Records for this exercise below:

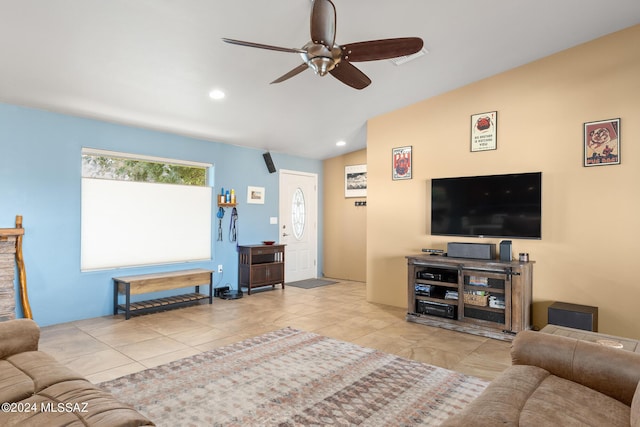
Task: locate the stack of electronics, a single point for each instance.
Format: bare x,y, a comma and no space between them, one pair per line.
429,291
451,295
437,309
439,274
496,301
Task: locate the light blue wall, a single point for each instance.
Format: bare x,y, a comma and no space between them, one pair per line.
40,163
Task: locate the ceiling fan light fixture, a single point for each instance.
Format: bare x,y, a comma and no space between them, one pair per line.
216,94
321,65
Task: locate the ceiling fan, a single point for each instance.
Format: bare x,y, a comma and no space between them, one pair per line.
324,56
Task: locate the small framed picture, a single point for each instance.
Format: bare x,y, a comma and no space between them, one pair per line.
484,131
255,195
401,163
602,143
355,181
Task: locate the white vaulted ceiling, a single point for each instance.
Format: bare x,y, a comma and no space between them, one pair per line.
152,63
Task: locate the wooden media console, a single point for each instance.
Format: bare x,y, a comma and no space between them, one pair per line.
155,282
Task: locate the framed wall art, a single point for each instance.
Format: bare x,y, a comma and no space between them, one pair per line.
355,181
401,163
484,131
255,195
602,143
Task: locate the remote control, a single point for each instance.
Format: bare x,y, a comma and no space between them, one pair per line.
432,251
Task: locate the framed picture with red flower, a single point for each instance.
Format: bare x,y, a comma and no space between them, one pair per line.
484,131
602,143
401,163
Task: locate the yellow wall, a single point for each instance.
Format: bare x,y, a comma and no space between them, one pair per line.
590,221
345,224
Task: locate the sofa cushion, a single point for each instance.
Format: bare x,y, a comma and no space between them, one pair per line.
15,385
530,396
17,336
560,402
503,399
43,369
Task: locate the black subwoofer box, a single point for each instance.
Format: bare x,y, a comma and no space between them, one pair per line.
573,316
471,250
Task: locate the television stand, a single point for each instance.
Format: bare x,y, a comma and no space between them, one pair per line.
482,297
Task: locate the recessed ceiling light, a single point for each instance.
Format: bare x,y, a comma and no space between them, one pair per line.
216,94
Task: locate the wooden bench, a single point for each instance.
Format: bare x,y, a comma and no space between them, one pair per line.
155,282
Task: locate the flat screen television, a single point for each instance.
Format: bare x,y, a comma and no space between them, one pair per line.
488,206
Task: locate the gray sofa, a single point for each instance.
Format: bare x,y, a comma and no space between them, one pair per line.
36,390
559,381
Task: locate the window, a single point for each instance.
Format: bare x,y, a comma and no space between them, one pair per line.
139,210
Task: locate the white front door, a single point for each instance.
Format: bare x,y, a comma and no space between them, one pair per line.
298,223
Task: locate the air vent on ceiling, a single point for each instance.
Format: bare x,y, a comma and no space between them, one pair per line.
406,58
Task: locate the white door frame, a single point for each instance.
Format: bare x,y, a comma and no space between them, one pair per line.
313,216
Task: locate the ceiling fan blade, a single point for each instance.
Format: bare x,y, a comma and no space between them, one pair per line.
300,68
381,49
350,75
263,46
323,22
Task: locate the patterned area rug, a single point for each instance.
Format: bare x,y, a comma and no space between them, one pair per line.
295,378
311,283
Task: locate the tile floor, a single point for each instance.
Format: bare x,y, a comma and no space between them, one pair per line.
109,347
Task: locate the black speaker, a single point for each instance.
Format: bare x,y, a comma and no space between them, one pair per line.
471,250
505,250
573,316
269,162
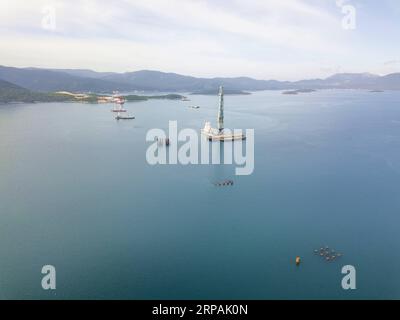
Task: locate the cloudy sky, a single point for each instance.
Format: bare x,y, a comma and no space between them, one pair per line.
265,39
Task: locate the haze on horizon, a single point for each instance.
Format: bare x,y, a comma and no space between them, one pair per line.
263,39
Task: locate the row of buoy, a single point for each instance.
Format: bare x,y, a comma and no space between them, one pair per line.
324,252
327,253
224,183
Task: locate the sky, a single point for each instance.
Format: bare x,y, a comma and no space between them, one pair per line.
263,39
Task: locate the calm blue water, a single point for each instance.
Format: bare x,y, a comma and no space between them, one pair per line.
76,192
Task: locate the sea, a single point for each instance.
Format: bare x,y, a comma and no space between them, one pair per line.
77,193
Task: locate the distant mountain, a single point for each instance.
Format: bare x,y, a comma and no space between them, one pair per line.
43,80
81,80
10,92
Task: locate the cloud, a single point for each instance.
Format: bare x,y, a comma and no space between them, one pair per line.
262,38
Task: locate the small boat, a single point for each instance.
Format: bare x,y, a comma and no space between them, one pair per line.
119,117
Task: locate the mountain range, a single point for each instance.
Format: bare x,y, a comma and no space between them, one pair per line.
81,80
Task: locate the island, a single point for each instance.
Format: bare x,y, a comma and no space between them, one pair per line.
214,92
11,93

End of Records for this exercise.

• What you have to do
Look through the data above. Copy every line with the string "wooden" in it.

• Exercise solution
Task: locate the wooden media console, a single point for each instance.
Task: locate the wooden bench, a single point for each instance.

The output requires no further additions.